Casement Park () is the principal Gaelic games stadium in Belfast, Northern Ireland, and serves as the home ground of the Antrim football and hurling teams. It is located in Andersonstown Road in the west of the city, and named after the republican revolutionary Sir Roger Casement (1864-1916).  it had an official capacity of 32,282, with safety certification for 31,661, including 6,962 seated. As of 2021, the stadium was closed and in a state of dereliction, with redevelopment plans pending for several years. In July 2021, formal planning permission for the redevelopment of Casement Park was confirmed.

History
Casement Park, one of the largest stadia in Ulster, opened in June 1953, with Armagh Harps defeating St John’s of Antrim in the final of the inaugural Ulster Senior Club Football Championship. The newly opened Casement Park hosted the Ulster Championship final less than a month later, which saw Armagh overcome reigning All-Ireland champions Cavan.

The ground's location in a republican neighbourhood saw incidents during the Troubles which contributed to unionist perception of the Gaelic Athletic Association (GAA) as pro-republican. Rallies against the introduction of internment were held on 12 September 1971 and 19 March 1972.  It was occupied by the British Army from  Operation Motorman on 31 July 1972 until October 1973. Provisional IRA members displayed weapons at a rally there in August 1979. In March 1988, two Army corporals who drove into a republican funeral cortège were interrogated in Casement Park before being shot on nearby waste ground. Anniversaries of the 1981 hunger strike were marked by rallies at the stadium in 2001 and 2006, against the wishes of the GAA Central Council.

In all, Casement Park has hosted eight Ulster football finals. However, the Antrim ground has not held the provincial final since 1971, with St. Tiernach's Park in Clones hosting the final every year since except between 2004 and 2006 when it was moved to Croke Park such was the demand for tickets.  A major facelift of the stadium took place in 2000, a move which saw more championship games played at Casement Park. In 2006, floodlights were added which allowed hurling and football to be played in the evening.

In November 2016, Casement Park was included as part of Ireland's 2023 Rugby World Cup bid, which in 2017 lost to France. The stadium was also reportedly "mentioned as a possible [venue]" in connection with Northern Ireland's joint UEFA Euro 2028 bid.

========================================================================

> **OBJECTIVE 1**
Can you retype the Casement Park passage from "In November 2016, Casement" up to and including "Euro 2028 bid."?
> **OBJECTIVE 2**
According to the Casement Park passage, in what year were floodlights added to the stadium?
The items after this point aren't needed.

> **DATA SECTION**
========================================================================

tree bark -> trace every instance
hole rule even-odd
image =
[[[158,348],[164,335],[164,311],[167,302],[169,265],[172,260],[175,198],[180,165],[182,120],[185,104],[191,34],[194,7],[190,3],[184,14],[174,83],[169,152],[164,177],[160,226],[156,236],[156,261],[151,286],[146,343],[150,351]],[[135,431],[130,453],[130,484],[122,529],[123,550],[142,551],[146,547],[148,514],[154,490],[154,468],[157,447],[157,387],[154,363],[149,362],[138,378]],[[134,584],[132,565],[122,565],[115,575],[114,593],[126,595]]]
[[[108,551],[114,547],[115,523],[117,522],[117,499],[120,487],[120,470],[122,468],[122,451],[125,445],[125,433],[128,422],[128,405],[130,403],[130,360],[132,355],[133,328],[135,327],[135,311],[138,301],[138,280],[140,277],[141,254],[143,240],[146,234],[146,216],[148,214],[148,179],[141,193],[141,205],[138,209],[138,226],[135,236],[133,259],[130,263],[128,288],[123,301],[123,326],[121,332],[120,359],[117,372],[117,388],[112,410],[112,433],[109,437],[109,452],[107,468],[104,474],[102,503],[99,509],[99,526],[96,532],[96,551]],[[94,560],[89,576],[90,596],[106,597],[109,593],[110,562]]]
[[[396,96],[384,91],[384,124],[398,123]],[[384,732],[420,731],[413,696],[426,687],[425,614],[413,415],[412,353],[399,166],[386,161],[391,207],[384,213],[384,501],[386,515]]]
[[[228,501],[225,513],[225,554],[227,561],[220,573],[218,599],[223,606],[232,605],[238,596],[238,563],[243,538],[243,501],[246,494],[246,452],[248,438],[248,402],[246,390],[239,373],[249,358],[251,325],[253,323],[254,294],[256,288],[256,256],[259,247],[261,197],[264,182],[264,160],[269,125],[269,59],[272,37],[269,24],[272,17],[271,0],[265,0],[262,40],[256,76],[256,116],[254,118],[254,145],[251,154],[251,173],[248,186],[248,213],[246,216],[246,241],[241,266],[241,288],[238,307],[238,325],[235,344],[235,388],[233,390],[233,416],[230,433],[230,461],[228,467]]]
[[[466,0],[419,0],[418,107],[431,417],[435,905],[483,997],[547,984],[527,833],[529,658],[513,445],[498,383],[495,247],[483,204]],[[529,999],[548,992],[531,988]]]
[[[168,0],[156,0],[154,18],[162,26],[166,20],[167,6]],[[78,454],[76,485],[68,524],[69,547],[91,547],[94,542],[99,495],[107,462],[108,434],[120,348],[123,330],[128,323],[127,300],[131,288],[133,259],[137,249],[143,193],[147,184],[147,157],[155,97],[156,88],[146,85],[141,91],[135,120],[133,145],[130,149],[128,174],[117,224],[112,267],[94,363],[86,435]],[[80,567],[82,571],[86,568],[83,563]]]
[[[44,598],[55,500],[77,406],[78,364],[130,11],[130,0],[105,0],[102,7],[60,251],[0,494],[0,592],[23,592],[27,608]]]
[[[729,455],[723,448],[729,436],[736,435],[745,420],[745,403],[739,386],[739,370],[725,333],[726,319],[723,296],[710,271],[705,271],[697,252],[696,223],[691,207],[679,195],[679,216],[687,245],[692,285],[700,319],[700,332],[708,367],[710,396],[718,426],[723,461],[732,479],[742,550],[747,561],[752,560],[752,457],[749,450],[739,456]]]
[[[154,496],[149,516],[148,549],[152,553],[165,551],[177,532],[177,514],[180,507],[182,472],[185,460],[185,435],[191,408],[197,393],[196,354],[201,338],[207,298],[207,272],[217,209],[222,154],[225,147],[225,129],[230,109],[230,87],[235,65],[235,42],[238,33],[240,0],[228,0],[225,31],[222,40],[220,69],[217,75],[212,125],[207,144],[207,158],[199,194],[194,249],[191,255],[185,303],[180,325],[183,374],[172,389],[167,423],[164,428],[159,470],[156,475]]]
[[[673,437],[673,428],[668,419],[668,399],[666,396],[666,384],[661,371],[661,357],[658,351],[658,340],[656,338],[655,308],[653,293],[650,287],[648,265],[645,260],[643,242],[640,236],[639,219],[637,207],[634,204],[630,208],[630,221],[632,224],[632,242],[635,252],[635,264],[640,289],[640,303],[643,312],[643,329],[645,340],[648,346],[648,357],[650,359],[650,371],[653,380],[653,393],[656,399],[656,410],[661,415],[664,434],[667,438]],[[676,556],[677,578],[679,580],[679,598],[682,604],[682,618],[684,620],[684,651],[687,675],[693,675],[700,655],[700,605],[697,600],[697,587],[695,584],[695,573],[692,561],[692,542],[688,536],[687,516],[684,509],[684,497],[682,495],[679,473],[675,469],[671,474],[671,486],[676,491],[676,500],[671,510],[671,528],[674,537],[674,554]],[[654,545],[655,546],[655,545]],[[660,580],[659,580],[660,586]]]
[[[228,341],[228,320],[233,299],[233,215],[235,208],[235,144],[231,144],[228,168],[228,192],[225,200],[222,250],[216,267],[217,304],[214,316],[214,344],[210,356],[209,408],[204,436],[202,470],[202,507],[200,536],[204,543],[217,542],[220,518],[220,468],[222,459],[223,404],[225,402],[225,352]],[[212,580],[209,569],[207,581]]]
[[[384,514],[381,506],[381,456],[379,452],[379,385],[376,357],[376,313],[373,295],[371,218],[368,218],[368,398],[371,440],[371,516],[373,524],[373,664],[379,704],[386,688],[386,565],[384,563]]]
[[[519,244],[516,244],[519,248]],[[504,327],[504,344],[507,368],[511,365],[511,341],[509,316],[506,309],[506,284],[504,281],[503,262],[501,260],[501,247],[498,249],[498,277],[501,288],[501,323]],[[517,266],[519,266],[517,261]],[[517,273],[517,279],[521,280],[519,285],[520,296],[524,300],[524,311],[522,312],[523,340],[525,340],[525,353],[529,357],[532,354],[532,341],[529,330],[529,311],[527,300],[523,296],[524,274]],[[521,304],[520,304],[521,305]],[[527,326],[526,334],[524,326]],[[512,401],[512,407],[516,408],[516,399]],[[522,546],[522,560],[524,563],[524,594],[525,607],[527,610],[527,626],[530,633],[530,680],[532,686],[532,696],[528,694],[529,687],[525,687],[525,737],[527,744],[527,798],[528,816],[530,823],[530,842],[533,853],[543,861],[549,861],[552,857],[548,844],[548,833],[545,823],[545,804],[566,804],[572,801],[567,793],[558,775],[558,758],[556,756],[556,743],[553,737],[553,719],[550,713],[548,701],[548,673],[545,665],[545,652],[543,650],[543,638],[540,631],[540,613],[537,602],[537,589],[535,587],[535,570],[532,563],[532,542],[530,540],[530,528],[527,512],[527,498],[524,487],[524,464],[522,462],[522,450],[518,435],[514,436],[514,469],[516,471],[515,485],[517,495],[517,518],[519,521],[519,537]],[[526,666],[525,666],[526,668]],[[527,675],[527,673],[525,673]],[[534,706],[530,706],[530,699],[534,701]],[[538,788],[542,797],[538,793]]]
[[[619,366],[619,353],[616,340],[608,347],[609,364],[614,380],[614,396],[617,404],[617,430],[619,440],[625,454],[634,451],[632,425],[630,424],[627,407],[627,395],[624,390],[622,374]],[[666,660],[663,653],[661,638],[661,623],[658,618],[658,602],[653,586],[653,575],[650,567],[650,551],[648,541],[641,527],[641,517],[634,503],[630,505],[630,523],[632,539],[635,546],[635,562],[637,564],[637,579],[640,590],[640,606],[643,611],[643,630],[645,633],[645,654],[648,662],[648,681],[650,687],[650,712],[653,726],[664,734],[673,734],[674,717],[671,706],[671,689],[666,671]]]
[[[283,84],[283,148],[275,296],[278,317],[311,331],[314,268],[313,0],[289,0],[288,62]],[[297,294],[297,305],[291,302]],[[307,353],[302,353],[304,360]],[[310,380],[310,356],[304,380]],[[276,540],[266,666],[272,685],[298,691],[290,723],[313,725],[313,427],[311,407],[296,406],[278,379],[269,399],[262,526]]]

========================================================================

> **EXPECTED ANSWER 1**
In November 2016, Casement Park was included as part of Ireland's 2023 Rugby World Cup bid, which in 2017 lost to France. The stadium was also reportedly "mentioned as a possible [venue]" in connection with Northern Ireland's joint UEFA Euro 2028 bid.

> **EXPECTED ANSWER 2**
2006